Segmentation mask data:
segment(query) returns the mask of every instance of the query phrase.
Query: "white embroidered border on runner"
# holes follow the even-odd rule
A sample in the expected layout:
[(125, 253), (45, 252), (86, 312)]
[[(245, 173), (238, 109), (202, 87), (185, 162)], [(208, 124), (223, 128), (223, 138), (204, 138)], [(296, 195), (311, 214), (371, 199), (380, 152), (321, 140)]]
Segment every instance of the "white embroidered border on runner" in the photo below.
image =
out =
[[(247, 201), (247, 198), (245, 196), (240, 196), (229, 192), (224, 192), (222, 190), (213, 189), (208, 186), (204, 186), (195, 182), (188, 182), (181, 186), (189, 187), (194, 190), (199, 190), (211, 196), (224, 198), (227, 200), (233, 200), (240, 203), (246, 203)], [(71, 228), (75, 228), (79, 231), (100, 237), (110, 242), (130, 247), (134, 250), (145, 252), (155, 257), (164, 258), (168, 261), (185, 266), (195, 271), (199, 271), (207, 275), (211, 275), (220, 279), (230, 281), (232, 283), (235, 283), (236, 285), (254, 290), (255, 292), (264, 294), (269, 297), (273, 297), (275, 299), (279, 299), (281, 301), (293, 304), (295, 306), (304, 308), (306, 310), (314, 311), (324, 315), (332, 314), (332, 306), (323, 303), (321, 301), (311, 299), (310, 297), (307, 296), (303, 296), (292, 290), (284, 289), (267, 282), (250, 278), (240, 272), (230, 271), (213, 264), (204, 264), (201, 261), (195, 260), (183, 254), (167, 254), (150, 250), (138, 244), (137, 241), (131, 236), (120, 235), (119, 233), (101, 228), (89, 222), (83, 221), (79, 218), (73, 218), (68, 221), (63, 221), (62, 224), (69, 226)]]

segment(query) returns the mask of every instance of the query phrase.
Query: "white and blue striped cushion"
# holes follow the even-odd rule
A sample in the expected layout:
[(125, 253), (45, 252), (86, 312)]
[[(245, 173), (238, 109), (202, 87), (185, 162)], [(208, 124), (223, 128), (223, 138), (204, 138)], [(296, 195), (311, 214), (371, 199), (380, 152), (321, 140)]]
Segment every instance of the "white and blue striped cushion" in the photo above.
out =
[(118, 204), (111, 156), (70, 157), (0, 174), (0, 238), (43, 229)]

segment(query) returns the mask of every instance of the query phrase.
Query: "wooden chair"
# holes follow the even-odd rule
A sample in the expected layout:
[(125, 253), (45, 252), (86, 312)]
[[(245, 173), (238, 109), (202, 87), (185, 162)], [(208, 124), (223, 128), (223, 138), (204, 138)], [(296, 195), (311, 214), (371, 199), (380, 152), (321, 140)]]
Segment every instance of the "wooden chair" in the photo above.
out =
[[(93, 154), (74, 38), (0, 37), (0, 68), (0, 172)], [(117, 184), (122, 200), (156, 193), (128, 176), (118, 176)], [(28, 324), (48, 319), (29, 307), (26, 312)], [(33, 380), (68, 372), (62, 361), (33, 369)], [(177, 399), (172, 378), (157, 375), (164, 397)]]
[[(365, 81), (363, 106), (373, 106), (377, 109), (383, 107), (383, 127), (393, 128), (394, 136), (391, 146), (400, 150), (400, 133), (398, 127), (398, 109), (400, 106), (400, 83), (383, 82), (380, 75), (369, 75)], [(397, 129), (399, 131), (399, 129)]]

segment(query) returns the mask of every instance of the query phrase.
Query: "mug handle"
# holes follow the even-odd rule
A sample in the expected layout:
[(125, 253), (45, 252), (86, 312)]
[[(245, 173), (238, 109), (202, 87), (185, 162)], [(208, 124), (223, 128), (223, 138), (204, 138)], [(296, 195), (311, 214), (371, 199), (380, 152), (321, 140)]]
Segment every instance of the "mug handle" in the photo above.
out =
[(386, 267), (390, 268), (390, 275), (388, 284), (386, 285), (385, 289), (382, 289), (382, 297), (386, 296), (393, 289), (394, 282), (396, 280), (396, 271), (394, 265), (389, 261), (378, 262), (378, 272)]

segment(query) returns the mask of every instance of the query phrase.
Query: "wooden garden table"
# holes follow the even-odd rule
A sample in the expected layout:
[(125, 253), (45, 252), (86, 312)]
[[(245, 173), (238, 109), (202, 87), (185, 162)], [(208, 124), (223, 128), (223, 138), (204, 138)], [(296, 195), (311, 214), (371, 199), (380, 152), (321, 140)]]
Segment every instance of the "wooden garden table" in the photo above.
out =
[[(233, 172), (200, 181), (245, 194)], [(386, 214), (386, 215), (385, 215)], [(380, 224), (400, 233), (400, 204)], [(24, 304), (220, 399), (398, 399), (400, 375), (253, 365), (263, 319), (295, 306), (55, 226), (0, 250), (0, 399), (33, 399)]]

**Your assignment**
Please transcribe all of the data above exactly.

**Exercise output**
segment(query) returns the mask of every instance of the query phrase.
Query: "white embroidered border on runner"
# holes follow the even-odd rule
A sample in the expected layout:
[(125, 253), (45, 252), (86, 312)]
[[(245, 173), (238, 109), (202, 87), (185, 162)], [(208, 124), (223, 128), (223, 138), (204, 138)], [(296, 195), (311, 214), (371, 199), (380, 152), (321, 140)]]
Segment every instance of the "white embroidered border on runner" in the photo below.
image =
out =
[[(247, 201), (247, 198), (245, 196), (240, 196), (229, 192), (224, 192), (222, 190), (213, 189), (208, 186), (204, 186), (195, 182), (188, 182), (181, 186), (189, 187), (194, 190), (199, 190), (211, 196), (224, 198), (227, 200), (233, 200), (240, 203), (246, 203)], [(71, 228), (75, 228), (79, 231), (100, 237), (110, 242), (130, 247), (134, 250), (145, 252), (155, 257), (164, 258), (168, 261), (185, 266), (195, 271), (199, 271), (207, 275), (211, 275), (220, 279), (230, 281), (232, 283), (235, 283), (236, 285), (254, 290), (255, 292), (264, 294), (269, 297), (273, 297), (275, 299), (279, 299), (281, 301), (293, 304), (295, 306), (304, 308), (306, 310), (314, 311), (324, 315), (332, 314), (332, 306), (323, 303), (321, 301), (311, 299), (310, 297), (307, 296), (303, 296), (292, 290), (284, 289), (267, 282), (250, 278), (240, 272), (230, 271), (213, 264), (204, 264), (201, 261), (195, 260), (183, 254), (167, 254), (150, 250), (138, 244), (137, 241), (131, 236), (120, 235), (119, 233), (101, 228), (89, 222), (83, 221), (79, 218), (73, 218), (68, 221), (63, 221), (62, 224), (69, 226)]]

segment(query) returns the mask of every instance of the query phrase.
Query: "white and blue striped cushion"
# holes follow the even-odd rule
A sample in the expected layout:
[(125, 253), (45, 252), (86, 312)]
[[(245, 173), (238, 109), (202, 87), (185, 162)], [(208, 124), (223, 128), (223, 138), (204, 138)], [(296, 195), (311, 214), (371, 199), (380, 152), (321, 140)]]
Segment every instance of the "white and blue striped cushion" in the photo above.
out =
[(118, 204), (111, 156), (70, 157), (0, 174), (0, 238), (43, 229)]

segment(query) returns the mask of every instance of the query phrase.
Query: "wooden chair"
# holes follow the even-odd rule
A sample in the expected layout:
[(125, 253), (45, 252), (86, 312)]
[[(245, 173), (238, 109), (202, 87), (185, 162)], [(208, 124), (223, 128), (223, 138), (204, 138)], [(296, 195), (311, 214), (371, 199), (380, 152), (321, 140)]]
Segment every instance of the "wooden chair" in the photo above.
out =
[[(93, 154), (74, 38), (0, 37), (0, 68), (0, 172)], [(117, 184), (122, 200), (156, 193), (128, 176), (118, 176)], [(28, 324), (48, 319), (29, 307), (26, 312)], [(33, 380), (68, 372), (62, 361), (33, 369)], [(177, 399), (172, 378), (157, 375), (164, 397)]]
[[(365, 81), (363, 106), (373, 106), (377, 109), (383, 107), (383, 127), (393, 128), (394, 136), (391, 146), (400, 150), (400, 133), (398, 127), (398, 109), (400, 106), (400, 83), (383, 82), (380, 75), (369, 75)], [(397, 129), (399, 131), (399, 129)]]

segment(query) returns the mask of every instance of the query phrase.
Query: "mug handle"
# holes follow the even-odd rule
A sample in the expected layout:
[(125, 253), (45, 252), (86, 312)]
[[(245, 173), (238, 109), (202, 87), (185, 162)], [(208, 124), (223, 128), (223, 138), (204, 138)], [(296, 195), (311, 214), (371, 199), (380, 152), (321, 140)]]
Segment every instance of the "mug handle" in the photo above.
out =
[(386, 267), (390, 268), (390, 275), (388, 284), (386, 285), (385, 289), (382, 289), (382, 297), (386, 296), (393, 289), (394, 282), (396, 280), (396, 271), (394, 265), (389, 261), (378, 262), (378, 272)]

segment(query) returns the mask of every instance of the query phrase.
Query: "wooden garden table"
# holes follow the even-odd rule
A sample in the expected layout:
[(125, 253), (45, 252), (86, 312)]
[[(245, 173), (238, 109), (202, 87), (185, 162)], [(208, 124), (223, 128), (223, 138), (204, 138)], [(296, 195), (311, 214), (371, 199), (380, 152), (321, 140)]]
Segment every instance of the "wooden garden table" in the photo above.
out =
[[(233, 172), (200, 181), (245, 194)], [(386, 214), (386, 215), (385, 215)], [(380, 224), (400, 233), (400, 204)], [(24, 304), (220, 399), (398, 399), (400, 375), (253, 365), (263, 319), (295, 306), (55, 226), (0, 250), (0, 399), (33, 399)]]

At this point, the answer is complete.